SELECTED EXTRACT:
|---|
Ranchers Must Have Veterinary Directive For Medicated Cattle Feeds

Beginning the first of the year, cattlemen who regularly use medicated feed for performance enhancement will be limited.

That’s the “meat” of the message from Dr. Michael Apley, professor of clinical sciences at the K-State College of Veterinary Medicine, Manhattan.

Dr. Michael Apley, professor of clinical sciences at the K-State College of Veterinary Medicine, Manhattan, told 170 ranchers at the Beef Producers Information Seminar in Emporia, they'll have to work with a veterinarian before using certain medicated feeds starting at the first of the new year. (Photo by Betty Anderson.)
Dr. Michael Apley, professor of clinical sciences at the K-State College of Veterinary Medicine, Manhattan, told 170 ranchers at the Beef Producers Information Seminar in Emporia, they’ll have to work with a veterinarian before using certain medicated feeds starting at the first of the new year. (Photo by Betty Anderson.)

More than 170 ranchers were informed at the Beef Producers Information Seminar, hosted by WIBW and coordinated by longtime farm director Kelly Lenz.

Apley discussed meaning of the Food and Drug Administration’s new Veterinary Feed Directive as highlight of a two-part seminar kicking off the Flint Hills Beef Fest at Emporia.

Tracy Brunner, Ramona rancher who serves as president of the National Cattlemen’s Beef Association, also reviewed activities of that group on behalf of Flint Hills ranchers’ profitability.
|---|
DATA FOR REVIEW:
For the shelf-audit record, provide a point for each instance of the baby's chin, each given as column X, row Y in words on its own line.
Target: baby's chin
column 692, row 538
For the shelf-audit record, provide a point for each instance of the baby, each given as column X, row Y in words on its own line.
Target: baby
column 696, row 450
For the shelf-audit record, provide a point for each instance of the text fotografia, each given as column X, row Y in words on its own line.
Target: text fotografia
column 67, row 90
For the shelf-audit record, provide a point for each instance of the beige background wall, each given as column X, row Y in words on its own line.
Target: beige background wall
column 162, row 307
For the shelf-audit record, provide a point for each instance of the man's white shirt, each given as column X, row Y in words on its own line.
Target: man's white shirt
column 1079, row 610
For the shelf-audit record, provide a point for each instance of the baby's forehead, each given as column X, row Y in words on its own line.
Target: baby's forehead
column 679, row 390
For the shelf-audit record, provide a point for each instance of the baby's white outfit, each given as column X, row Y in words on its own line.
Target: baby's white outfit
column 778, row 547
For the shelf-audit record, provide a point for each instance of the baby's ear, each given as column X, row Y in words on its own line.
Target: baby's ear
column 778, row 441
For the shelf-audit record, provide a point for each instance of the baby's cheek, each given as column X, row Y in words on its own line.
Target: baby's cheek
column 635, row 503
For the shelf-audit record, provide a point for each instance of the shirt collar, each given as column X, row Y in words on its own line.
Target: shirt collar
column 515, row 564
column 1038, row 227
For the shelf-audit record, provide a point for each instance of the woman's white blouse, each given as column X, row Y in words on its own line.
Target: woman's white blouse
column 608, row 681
|---|
PROBLEM DETAILS: Could you edit the cattle feed directive article, starting with the words "Tracy Brunner, Ramona" and stopping after "Hills ranchers’ profitability.", so that "Ramona" is replaced with "Cottonwood Falls"?

WRITTEN ANSWER:
Tracy Brunner, Cottonwood Falls rancher who serves as president of the National Cattlemen’s Beef Association, also reviewed activities of that group on behalf of Flint Hills ranchers’ profitability.